begin EXTRACTED ENTRIES

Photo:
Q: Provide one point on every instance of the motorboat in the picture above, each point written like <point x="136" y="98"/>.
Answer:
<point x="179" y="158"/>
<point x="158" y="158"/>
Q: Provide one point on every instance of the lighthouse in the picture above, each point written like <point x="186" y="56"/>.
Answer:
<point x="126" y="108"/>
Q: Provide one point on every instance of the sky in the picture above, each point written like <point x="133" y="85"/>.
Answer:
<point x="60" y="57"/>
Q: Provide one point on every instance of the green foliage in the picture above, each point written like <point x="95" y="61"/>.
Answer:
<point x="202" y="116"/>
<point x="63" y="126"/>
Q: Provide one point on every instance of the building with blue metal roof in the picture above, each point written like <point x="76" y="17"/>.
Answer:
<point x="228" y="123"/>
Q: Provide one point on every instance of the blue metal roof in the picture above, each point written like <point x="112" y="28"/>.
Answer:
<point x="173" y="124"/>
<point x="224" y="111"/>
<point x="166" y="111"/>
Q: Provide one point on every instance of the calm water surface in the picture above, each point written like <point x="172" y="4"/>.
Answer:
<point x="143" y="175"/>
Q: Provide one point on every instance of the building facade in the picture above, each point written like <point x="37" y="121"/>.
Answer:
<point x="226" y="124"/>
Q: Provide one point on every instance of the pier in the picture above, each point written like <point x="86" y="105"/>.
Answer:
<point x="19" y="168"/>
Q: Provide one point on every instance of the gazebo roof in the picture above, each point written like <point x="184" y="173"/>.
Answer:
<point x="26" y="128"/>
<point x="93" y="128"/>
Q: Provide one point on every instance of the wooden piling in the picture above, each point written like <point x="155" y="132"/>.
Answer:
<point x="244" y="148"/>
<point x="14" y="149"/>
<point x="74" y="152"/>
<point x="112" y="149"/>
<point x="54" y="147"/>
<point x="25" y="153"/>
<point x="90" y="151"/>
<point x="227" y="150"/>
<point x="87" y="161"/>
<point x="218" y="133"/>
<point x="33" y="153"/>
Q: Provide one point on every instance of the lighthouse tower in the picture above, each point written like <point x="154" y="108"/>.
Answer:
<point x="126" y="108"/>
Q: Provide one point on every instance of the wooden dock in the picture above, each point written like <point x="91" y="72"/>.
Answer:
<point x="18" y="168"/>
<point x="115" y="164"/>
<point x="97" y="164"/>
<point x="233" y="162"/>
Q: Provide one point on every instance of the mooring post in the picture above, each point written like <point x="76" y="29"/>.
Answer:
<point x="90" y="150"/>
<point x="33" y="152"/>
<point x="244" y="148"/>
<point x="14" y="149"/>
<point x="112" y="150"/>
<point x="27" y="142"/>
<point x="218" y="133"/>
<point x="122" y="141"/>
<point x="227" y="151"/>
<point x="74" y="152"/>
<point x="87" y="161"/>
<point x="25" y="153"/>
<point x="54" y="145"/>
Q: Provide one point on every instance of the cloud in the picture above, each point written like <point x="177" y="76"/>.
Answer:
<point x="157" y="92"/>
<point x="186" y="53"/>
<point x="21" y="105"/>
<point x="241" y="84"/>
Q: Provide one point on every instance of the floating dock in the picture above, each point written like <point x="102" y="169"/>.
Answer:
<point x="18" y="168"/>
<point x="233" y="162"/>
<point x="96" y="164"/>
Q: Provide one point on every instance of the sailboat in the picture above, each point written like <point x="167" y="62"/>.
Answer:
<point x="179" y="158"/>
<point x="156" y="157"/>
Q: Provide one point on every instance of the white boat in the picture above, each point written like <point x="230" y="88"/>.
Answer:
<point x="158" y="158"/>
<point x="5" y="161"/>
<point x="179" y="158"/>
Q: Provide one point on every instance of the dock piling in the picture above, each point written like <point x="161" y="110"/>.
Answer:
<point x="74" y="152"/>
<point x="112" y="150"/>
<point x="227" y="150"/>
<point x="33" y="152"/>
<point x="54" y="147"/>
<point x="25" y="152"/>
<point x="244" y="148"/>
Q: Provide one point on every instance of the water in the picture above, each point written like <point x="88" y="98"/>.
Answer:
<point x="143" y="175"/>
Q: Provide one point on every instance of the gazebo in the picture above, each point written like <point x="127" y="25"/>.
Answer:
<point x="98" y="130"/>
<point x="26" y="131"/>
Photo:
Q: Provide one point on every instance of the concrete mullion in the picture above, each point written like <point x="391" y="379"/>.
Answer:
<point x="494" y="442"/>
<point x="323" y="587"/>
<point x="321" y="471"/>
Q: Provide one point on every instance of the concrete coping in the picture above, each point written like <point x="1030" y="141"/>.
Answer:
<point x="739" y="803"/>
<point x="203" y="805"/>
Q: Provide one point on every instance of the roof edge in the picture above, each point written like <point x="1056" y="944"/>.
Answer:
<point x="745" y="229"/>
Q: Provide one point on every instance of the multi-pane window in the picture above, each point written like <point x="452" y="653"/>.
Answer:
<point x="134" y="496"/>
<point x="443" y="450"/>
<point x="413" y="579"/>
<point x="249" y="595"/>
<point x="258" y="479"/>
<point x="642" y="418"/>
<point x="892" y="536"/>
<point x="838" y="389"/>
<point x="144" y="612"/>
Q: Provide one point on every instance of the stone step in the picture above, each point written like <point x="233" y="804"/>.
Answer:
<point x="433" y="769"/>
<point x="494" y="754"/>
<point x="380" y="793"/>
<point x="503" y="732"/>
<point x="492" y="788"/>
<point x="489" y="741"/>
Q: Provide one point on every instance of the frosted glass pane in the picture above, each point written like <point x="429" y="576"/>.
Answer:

end EXTRACTED ENTRIES

◆ SET PROBLEM:
Copy out the entire listing above, line for line, with no changes.

◆ FINAL RESULT:
Photo:
Q: Provide one point on every instance of the motorboat in the picture above, each point written like <point x="136" y="98"/>.
Answer:
<point x="179" y="158"/>
<point x="158" y="158"/>
Q: Provide one point on every instance of the lighthouse in the picture above, each point written like <point x="186" y="56"/>.
Answer:
<point x="126" y="108"/>
Q: Provide one point on every instance of the sky in the picture above, each point written like <point x="133" y="85"/>.
Answer:
<point x="60" y="57"/>
Q: Provide one point on every instance of the green foliage in the picture above, each point written like <point x="95" y="61"/>.
Answer:
<point x="202" y="116"/>
<point x="63" y="126"/>
Q: Provide one point on every instance of the building with blue metal roof in the picture above, each point written like <point x="76" y="17"/>.
Answer:
<point x="228" y="123"/>
Q: Provide one point on every instance of the blue metal roof in the picture above, each point written like <point x="112" y="28"/>.
Answer:
<point x="173" y="124"/>
<point x="224" y="111"/>
<point x="166" y="111"/>
Q: Provide one point on every instance of the calm water surface in the picture above, each point written like <point x="172" y="4"/>.
Answer:
<point x="143" y="175"/>
Q: Provide one point on every instance of the building facade in the picture above, each point written like <point x="37" y="121"/>.
Answer:
<point x="226" y="124"/>
Q: Provide one point on every instance of the pier in the picture above, each point written like <point x="86" y="105"/>.
Answer:
<point x="19" y="168"/>
Q: Provide one point on every instance of the gazebo roof in the picture above, each point written like <point x="184" y="173"/>.
Answer:
<point x="26" y="128"/>
<point x="93" y="128"/>
Q: Provide one point on every instance of the wooden piling in the picture above, each point written like <point x="155" y="132"/>.
Answer:
<point x="244" y="148"/>
<point x="14" y="149"/>
<point x="74" y="152"/>
<point x="112" y="149"/>
<point x="54" y="147"/>
<point x="25" y="153"/>
<point x="90" y="151"/>
<point x="227" y="150"/>
<point x="87" y="161"/>
<point x="218" y="133"/>
<point x="33" y="153"/>
Q: Provide one point on every instance of the lighthouse tower in the picture above, each point written like <point x="154" y="108"/>.
Answer:
<point x="126" y="108"/>
Q: Provide one point on every instance of the wooden dock in the picture above, each point written like <point x="91" y="72"/>.
Answer:
<point x="18" y="168"/>
<point x="115" y="164"/>
<point x="97" y="164"/>
<point x="233" y="162"/>
Q: Provide one point on every instance of the mooring post in the picture above, each point written like <point x="76" y="29"/>.
Answer:
<point x="90" y="150"/>
<point x="33" y="152"/>
<point x="244" y="148"/>
<point x="14" y="149"/>
<point x="112" y="150"/>
<point x="27" y="142"/>
<point x="218" y="133"/>
<point x="122" y="141"/>
<point x="227" y="151"/>
<point x="74" y="152"/>
<point x="87" y="161"/>
<point x="25" y="153"/>
<point x="54" y="145"/>
Q: Provide one point on every instance of the cloud in the picture above, each point written like <point x="177" y="76"/>.
Answer:
<point x="157" y="92"/>
<point x="186" y="53"/>
<point x="21" y="105"/>
<point x="241" y="84"/>
Q: Provide one point on every instance of the floating dock in the picture above, each point written like <point x="102" y="169"/>.
Answer:
<point x="18" y="168"/>
<point x="233" y="162"/>
<point x="96" y="164"/>
Q: Provide one point on every instance of the sailboat in the picture above, each point written like <point x="167" y="62"/>.
Answer:
<point x="179" y="158"/>
<point x="156" y="157"/>
Q: Provide one point on every instance of the white boat in the picture above, each point written like <point x="230" y="88"/>.
Answer:
<point x="158" y="158"/>
<point x="5" y="161"/>
<point x="179" y="158"/>
Q: Provide one point on every instance of the dock piling in the picture above, each point written like <point x="161" y="110"/>.
Answer:
<point x="74" y="152"/>
<point x="112" y="150"/>
<point x="227" y="150"/>
<point x="33" y="152"/>
<point x="54" y="147"/>
<point x="25" y="152"/>
<point x="244" y="148"/>
Q: Provide one point on every instance of the water in the picture above, each point written like <point x="88" y="98"/>.
Answer:
<point x="143" y="175"/>
Q: Provide one point on every instance of the gazebo in the picture above, each point written like <point x="127" y="25"/>.
Answer:
<point x="98" y="130"/>
<point x="26" y="131"/>
Photo:
Q: Provide one point on every instance of the concrete mullion in the picture above, each point written like <point x="391" y="379"/>.
Answer:
<point x="494" y="442"/>
<point x="323" y="587"/>
<point x="321" y="471"/>
Q: Provide one point on every instance of the concrete coping in the picture above, each point written like <point x="1030" y="141"/>.
Answer:
<point x="739" y="803"/>
<point x="203" y="805"/>
Q: Provide one point on every instance of the roof edge in the picture above, each point written like <point x="1056" y="944"/>.
Answer:
<point x="745" y="229"/>
Q: Provide one point on every instance of the multi-pane window in the picture above, each point written like <point x="452" y="653"/>.
Answer:
<point x="134" y="496"/>
<point x="443" y="450"/>
<point x="413" y="579"/>
<point x="249" y="595"/>
<point x="258" y="479"/>
<point x="642" y="418"/>
<point x="892" y="536"/>
<point x="838" y="389"/>
<point x="144" y="612"/>
Q: Provide one point on every instance of the stone step in the picture above, each point written like <point x="233" y="804"/>.
Answer:
<point x="433" y="769"/>
<point x="494" y="754"/>
<point x="380" y="793"/>
<point x="503" y="732"/>
<point x="492" y="788"/>
<point x="489" y="741"/>
Q: Provide one point on every instance of the frosted glass pane in the picture above, each point written like <point x="429" y="576"/>.
Answer:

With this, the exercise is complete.